── Предложенный текст ──
У Мандельштама все события переведены на язык визуальной образности. Художник-сын рисует портрет Отца. Внутри одического слова создается немотствующее пространство решительного объяснения. Сцена символической казни располагается в горизонте взаимного видения, единого со-бытия. Voir c’ est avoir, согласно поэтической формуле Беранже ("видеть значит обладать").
Ось каламбура ЖЕЛЕЗО/ЖЕЛЕЗА обнаруживает родство сталинской власти и миндалевидной, с детской припухлой железкой, речью поэта. Миндалевидная железа - постоянный самообраз Мандельштама. Он остро ощущает, что "щитовидная железа" поэзии больна теми же болезнями, что и "родовое железо" власти, захлебывающееся в крови и отчаяньи. Поэт одноимен властителю - Иосиф! Поэтический орган внутренней секреции таит в себе не только болезнь, но и излечение. Поэзия - болезнь, пусть и высокая, но она же и лекарство. Она разом - и боль, и врач. На языке сталинской оды: "Художник, помоги тому, кто весь с тобой…". Из стихотворения "Железо" (1935):
Железная правда - живой на зависть,
Железен пестик, и железна завязь.
И железой поэзия в железе,
Слезящаяся в родовом разрезе.(III, 96)
Первоначальный антагонизм железной правды и живой, но неправой плоти снимается образом железно-живого цветка. Удел истинной поэзии - быть железой в стальном теле власти. При таком выборе своего поэтического бытия в мире:
И пращуры нам больше не страшны:
Они у нас в крови растворены.(III, 91)
Вот почему предельное отчуждение от нового мира ("не чуя страны") даже под угрозой гибели в "Оде" равно осевой близости этому миру выполненной клятвы: "И задыхаешься, почуяв мира близость".
Уподобляя Гоголю, Жирмунский как-то назвал Мандельштама математическим фантастом. И верно.
АДМИРАЛТЕЙСКАЯ ИГЛА
I
Вернуться на родной фрегат!
Осип Мандельштам
О мандельштамовском стихотворении "Адмиралтейство" все прилежно воспроизводят ранний, 1922 года, вывод Н. П. Анциферова: "Вполне чистый образ города, свободный от всяких идей, настроений, фантазий передает один О. Мандельштам. В его чеканных строфах, посвященных Адмиралтейству, мы находим отклик на увлечение архитектурой <…> Спокойно торжество человеческого гения. Империалистический облик Петербурга выступает вновь, введенный без пафоса, но со спокойным приятием". М. Л. Гаспаров уточняет: "Здесь преодоление времени переходит в преодоление пространства: раскрываются три измерения, открывается пятая стихия, не космическая, а рукотворная: красота". Однако и "Петербургские строфы" и "Адмиралтейство" - стихи о попрании всяких человеческих правил, установлений природы и государственных законов. Пятая стихия - вовсе не красота, и чистой образностью здесь и не пахнет.
"Адмиралтейство" было впервые опубликовано в журнале "Аполлон" (1914, № 10). Сохранилось два беловых автографа (архивы Мандельштама и Лозинского). При публикации была отброшена пятая строфа и внесены некоторые изменения. Приведем текст белового автографа:
В столице северной томится пыльный тополь,
Запутался в листве прозрачный циферблат,
И в темной зелени потерянный акрополь
Настроил мысль мою на величавый лад.
───
Что нужно сделать:
• a. Перепишите отрывок текста о Мандельштаме от «Ось каламбура ЖЕЛЕЗО/ЖЕЛЕЗА» до «родовом разрезе.(III, 96)» включительно, заменив «лекарство» на «снадобье».
• b. Продолжите текст о поэзии Мандельштама, начав сразу после его последней строки.
── Учебный материал ──
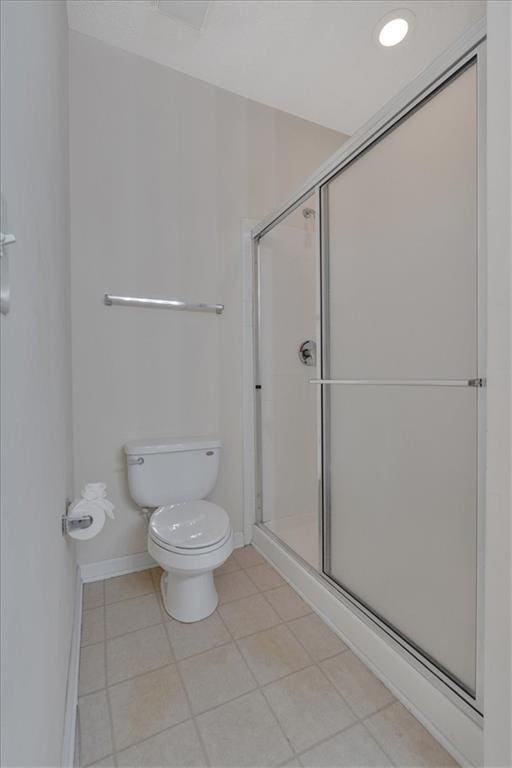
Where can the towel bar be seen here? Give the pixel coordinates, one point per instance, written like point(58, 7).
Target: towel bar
point(133, 301)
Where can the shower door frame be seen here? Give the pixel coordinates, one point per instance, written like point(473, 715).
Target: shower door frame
point(468, 50)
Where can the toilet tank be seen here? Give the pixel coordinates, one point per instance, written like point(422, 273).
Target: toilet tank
point(168, 470)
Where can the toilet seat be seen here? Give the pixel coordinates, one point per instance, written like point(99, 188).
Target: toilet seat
point(190, 527)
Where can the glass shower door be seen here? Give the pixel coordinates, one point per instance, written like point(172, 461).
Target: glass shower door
point(288, 335)
point(401, 366)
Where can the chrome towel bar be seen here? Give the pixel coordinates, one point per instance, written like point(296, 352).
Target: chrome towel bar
point(133, 301)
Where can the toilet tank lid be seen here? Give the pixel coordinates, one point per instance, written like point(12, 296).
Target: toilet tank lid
───
Ответы:
• a.
Ось каламбура ЖЕЛЕЗО/ЖЕЛЕЗА обнаруживает родство сталинской власти и миндалевидной, с детской припухлой железкой, речью поэта. Миндалевидная железа - постоянный самообраз Мандельштама. Он остро ощущает, что "щитовидная железа" поэзии больна теми же болезнями, что и "родовое железо" власти, захлебывающееся в крови и отчаяньи. Поэт одноимен властителю - Иосиф! Поэтический орган внутренней секреции таит в себе не только болезнь, но и излечение. Поэзия - болезнь, пусть и высокая, но она же и снадобье. Она разом - и боль, и врач. На языке сталинской оды: "Художник, помоги тому, кто весь с тобой…". Из стихотворения "Железо" (1935):
Железная правда - живой на зависть,
Железен пестик, и железна завязь.
И железой поэзия в железе,
Слезящаяся в родовом разрезе.(III, 96)

• b.
Ладья воздушная и мачта-недотрога,
Служа линейкою преемникам Петра,
Он учит: красота - не воля полубога,
А хищный глазомер простого столяра.
Сердито лепятся капризные Медузы,
Как плуги брошены, ржавеют якоря -
И вот разорваны трех измерений узы
И открываются всесветные моря!
Нам четырех стихий приязненно господство,
Но создал пятую свободный человек:
Не отрицает ли пространства превосходство
Сей целомудренно построенный ковчег?
Живая линия меняется, как лебедь.
Я с Музой зодчего беседую опять.
Взор омывается, стихает жизни трепет:
Мне все равно, когда и где существовать.Май 1913 (I, 83–84)
Последняя строфа была забракована постановлением общего собрания - на заседании "Цеха поэтов", предположительно из-за слишком явных символистских обертонов (брюсовский перевод "Лебедя" Малларме и "Венеция" Александра Блока). Мандельштам послушно остался без строфы. "Цех поэтов" состоял отнюдь не из профанов, и они должны были слышать, о каком лебеде идет речь (последним из Царскосельских лебедей называл Гумилев - Анненского). Но кто знает? Во всяком случае, если "лебедь" и был изъят, то цитата из брюсовского перевода осталась: "Пространство властное ты отрицаешь…". Но цитата инверсирована риторическим вопросом: "Не отрицает ли пространства превосходство..?". Сам Анненский описал Царское Село как идеальный ландшафт пушкинской мысли. Лебедь стал идеальной сигнатурой этого ландшафта.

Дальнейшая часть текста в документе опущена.